[Natural language region descriptions]

--- START ---

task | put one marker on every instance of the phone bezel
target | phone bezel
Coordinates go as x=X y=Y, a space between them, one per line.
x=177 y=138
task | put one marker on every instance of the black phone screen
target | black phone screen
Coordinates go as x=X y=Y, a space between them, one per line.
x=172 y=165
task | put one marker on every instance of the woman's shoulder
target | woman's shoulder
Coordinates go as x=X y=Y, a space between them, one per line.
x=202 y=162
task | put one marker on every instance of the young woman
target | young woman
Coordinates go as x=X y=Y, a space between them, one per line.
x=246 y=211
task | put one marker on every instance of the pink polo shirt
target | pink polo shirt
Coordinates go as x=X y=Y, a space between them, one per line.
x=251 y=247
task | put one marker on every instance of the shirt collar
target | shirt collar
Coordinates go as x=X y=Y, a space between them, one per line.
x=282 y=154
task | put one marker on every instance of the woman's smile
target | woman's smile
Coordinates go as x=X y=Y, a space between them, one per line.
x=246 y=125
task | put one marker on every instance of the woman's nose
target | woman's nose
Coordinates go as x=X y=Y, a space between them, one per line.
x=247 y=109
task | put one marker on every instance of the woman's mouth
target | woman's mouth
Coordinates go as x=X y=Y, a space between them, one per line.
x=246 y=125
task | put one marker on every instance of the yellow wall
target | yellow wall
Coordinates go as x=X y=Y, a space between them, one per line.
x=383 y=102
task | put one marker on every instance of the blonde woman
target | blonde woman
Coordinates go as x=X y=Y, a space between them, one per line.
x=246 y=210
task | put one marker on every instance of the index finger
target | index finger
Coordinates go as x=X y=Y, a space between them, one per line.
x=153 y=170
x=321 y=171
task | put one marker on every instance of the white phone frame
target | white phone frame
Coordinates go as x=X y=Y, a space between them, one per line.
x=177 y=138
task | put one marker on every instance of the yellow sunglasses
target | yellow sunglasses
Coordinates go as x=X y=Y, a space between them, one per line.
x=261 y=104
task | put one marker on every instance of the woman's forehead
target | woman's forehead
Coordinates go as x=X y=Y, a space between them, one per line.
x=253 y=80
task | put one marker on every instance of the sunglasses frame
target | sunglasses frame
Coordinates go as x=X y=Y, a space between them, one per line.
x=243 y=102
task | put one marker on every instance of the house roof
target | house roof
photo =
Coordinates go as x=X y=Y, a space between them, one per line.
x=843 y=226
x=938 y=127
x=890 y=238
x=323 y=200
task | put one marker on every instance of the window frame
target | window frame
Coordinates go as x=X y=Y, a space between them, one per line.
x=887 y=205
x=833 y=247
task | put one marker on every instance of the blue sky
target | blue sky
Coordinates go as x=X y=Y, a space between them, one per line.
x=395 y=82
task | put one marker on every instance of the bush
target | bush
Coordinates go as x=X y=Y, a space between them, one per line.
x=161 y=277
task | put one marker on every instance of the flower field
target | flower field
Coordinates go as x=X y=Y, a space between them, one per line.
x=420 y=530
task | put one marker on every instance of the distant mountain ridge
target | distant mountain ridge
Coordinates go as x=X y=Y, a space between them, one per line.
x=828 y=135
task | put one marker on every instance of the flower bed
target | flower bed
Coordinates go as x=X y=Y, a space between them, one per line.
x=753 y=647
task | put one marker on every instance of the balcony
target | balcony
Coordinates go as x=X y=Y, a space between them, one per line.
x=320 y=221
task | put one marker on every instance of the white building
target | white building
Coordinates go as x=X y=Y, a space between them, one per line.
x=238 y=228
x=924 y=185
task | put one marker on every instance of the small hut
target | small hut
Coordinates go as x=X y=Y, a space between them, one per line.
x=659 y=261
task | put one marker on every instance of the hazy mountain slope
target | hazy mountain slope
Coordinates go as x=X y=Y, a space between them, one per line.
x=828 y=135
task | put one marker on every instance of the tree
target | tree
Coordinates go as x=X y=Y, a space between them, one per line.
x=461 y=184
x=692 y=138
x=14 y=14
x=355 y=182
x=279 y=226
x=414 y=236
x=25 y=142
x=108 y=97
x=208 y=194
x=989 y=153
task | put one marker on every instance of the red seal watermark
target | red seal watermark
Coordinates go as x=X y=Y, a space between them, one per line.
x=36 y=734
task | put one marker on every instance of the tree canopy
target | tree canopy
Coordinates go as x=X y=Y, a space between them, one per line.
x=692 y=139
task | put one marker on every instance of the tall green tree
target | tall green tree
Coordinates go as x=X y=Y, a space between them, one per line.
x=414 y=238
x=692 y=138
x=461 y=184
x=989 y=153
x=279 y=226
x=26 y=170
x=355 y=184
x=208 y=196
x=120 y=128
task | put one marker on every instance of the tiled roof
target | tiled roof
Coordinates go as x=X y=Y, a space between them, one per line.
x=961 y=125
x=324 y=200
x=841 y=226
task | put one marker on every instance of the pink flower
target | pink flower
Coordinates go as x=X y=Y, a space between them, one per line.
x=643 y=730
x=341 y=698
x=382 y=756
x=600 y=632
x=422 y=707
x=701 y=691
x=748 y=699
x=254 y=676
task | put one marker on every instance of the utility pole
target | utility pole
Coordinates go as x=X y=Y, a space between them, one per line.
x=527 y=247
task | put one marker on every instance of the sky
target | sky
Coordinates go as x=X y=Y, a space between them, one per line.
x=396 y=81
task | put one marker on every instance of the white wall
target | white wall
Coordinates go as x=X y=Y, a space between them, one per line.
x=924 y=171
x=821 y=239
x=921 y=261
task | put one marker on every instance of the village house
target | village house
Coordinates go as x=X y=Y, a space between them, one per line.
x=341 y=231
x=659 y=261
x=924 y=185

--- END ---

> Assigned task:
Return every entry verbatim.

> Answer section:
task | put one marker on every instance of the phone bezel
target | phone bezel
Coordinates go as x=X y=Y, a space between them, one per line.
x=177 y=138
task | put one marker on every instance of the black phone screen
target | black phone screen
Coordinates go as x=X y=Y, a space between them, one per line.
x=172 y=165
task | put one marker on every instance of the woman's shoulder
target | woman's shoulder
Coordinates go as x=X y=Y, a space between them, one per line.
x=202 y=162
task | put one marker on every instance of the young woman
target | young woman
Coordinates go as x=X y=Y, a space between them, one per line.
x=246 y=211
task | put one marker on every instance of the pink polo shirt
target | pink polo shirt
Coordinates go as x=X y=Y, a space between them, one per line.
x=251 y=247
task | put one marker on every instance of the shirt collar
target | shirt collar
Coordinates go as x=X y=Y, a space between them, one per line.
x=282 y=154
task | put one marker on every instance of the woman's smile
target | woman's smile
Coordinates go as x=X y=Y, a space between them, one per line.
x=246 y=125
task | put one marker on every instance of the woman's nose
target | woman's nose
Coordinates go as x=X y=Y, a space between them, one per line.
x=247 y=109
task | put one marker on every instance of the woman's mouth
target | woman's mouth
Coordinates go as x=X y=Y, a space between them, one per line.
x=246 y=125
task | put one marker on every instance of the yellow wall
target | yellow wall
Coordinates go as x=X y=Y, a space between them, one per line.
x=383 y=102
task | put one marker on every instance of the blonde woman
target | blonde woman
Coordinates go as x=X y=Y, a space between them, one per line.
x=246 y=210
task | put one marker on every instance of the index finger
target | index finger
Coordinates go as x=X y=Y, a space between them, one per line.
x=153 y=170
x=321 y=171
task | put one marker on every instance of the white phone frame
target | white phone frame
Coordinates go as x=X y=Y, a space between them, one per line.
x=177 y=138
task | put one marker on every instance of the yellow sunglasses
target | yellow sunglasses
Coordinates go as x=X y=Y, a space between them, one per line.
x=261 y=104
task | put one marker on every instance of the woman's forehead
target | woman's forehead
Coordinates go as x=X y=Y, a space between them, one per line.
x=253 y=80
task | put one marker on every instance of the sunglasses frame
target | sunglasses frame
Coordinates go as x=X y=Y, a space between them, one per line.
x=243 y=102
task | put one marker on every instance of the house roof
target | house roof
photo =
Coordinates go as x=X y=Y, a space between them, one per line.
x=843 y=226
x=938 y=127
x=890 y=238
x=323 y=200
task | put one marker on every instance of the window frame
target | window frame
Coordinates go as x=X y=Y, a space between them, one per line.
x=887 y=205
x=833 y=247
task | put one marker on every instance of the blue sky
target | blue sky
Coordinates go as x=X y=Y, a space between them, one per line.
x=395 y=82
task | put one marker on every instance of the bush
target | bush
Coordinates go as x=X y=Y, a space between them, one per line.
x=161 y=277
task | put one marker on every instance of the flower field
target | flower field
Coordinates go as x=X y=Y, a space between them, one per line.
x=420 y=530
task | put one marker on every instance of the distant mountain ridge
target | distant mountain ridge
Coordinates go as x=X y=Y, a space between them, one per line.
x=828 y=135
task | put one marker on every instance of the flower bed
target | flower bed
Coordinates go as x=X y=Y, a space between them, one per line.
x=753 y=647
task | put one marker on every instance of the balcony
target | balcony
Coordinates go as x=X y=Y, a space between them, one per line.
x=320 y=221
task | put one marker on every instance of the white building
target | white building
Coordinates go as x=X y=Y, a space between them, one per line.
x=238 y=228
x=924 y=185
task | put one marker on every instance of the small hut
target | small hut
Coordinates go as x=X y=Y, a space between them, one per line.
x=659 y=261
task | put one marker on every instance of the hazy mountain slope
target | hazy mountain slope
Coordinates go as x=X y=Y, a space between them, one per line.
x=828 y=135
task | put one marker on every instance of the tree
target | tree
Coordinates go as x=X y=Y, a space between them, one per line.
x=461 y=184
x=692 y=138
x=14 y=14
x=355 y=182
x=279 y=226
x=414 y=236
x=25 y=142
x=108 y=97
x=208 y=194
x=989 y=153
task | put one marker on every instance of the red seal watermark
target | red seal watermark
Coordinates go as x=X y=Y, a space between them, one per line.
x=36 y=734
task | put one marker on every instance of the tree canopy
target | tree canopy
Coordinates go as x=X y=Y, a space between them, one per line.
x=692 y=139
task | put one marker on every instance of the tall green tree
target | tall green tree
Coordinates go as x=X y=Y, a space between them, one per line.
x=414 y=238
x=692 y=138
x=461 y=184
x=989 y=153
x=279 y=226
x=26 y=170
x=355 y=184
x=208 y=196
x=120 y=128
task | put one marker on every instance of the tiled roof
target | tiled roof
Coordinates go as x=X y=Y, a space between them, one per line.
x=961 y=125
x=324 y=200
x=841 y=226
task | put one marker on every instance of the pink flower
target | pink flower
Coordinates go as x=X y=Y, a space between them, one per line.
x=643 y=730
x=341 y=698
x=382 y=756
x=600 y=632
x=422 y=707
x=701 y=691
x=748 y=699
x=254 y=676
task | put one marker on every instance of the utility pole
target | utility pole
Coordinates go as x=X y=Y, a space between them, one per line.
x=527 y=247
task | put one marker on every instance of the sky
target | sky
Coordinates go as x=X y=Y, a space between them, one per line.
x=396 y=81
task | put one marker on every instance of the white wall
target | white wall
Coordinates go as x=X y=Y, a space between them, one per line.
x=924 y=171
x=821 y=239
x=921 y=261
task | put one marker on every instance of the village house
target | village house
Coordinates go as x=X y=Y, a space between them, one per line.
x=341 y=231
x=659 y=261
x=924 y=185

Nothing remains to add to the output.